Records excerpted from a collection

-- Opening Marker --

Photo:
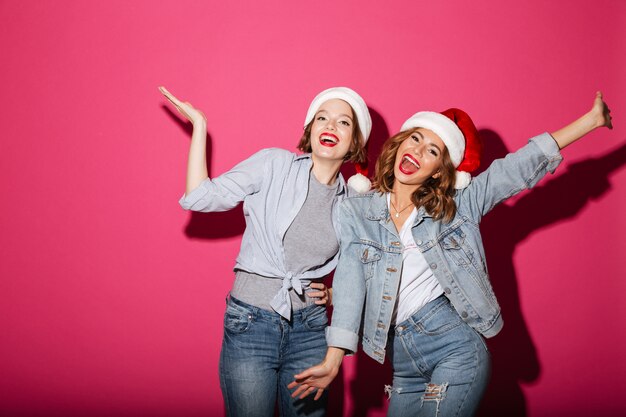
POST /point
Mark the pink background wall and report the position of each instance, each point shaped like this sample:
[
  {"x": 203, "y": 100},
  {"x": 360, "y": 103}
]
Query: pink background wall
[{"x": 111, "y": 296}]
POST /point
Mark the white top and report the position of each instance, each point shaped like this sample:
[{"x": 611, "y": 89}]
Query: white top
[{"x": 418, "y": 285}]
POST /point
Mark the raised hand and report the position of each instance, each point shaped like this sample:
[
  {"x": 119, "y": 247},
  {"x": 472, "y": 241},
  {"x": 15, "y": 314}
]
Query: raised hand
[
  {"x": 598, "y": 116},
  {"x": 601, "y": 112},
  {"x": 184, "y": 107}
]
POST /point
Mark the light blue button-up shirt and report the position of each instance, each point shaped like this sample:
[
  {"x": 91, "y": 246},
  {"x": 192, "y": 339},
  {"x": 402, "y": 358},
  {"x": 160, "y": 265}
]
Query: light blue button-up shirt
[{"x": 273, "y": 185}]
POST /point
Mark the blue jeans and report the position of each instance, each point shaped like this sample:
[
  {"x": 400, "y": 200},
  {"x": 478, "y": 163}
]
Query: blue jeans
[
  {"x": 261, "y": 353},
  {"x": 441, "y": 366}
]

-- Closing Marker --

- TASK PROMPT: Count every line of the records above in which the string "each" appears. The number alone is to be given.

- RESPONSE AREA: 5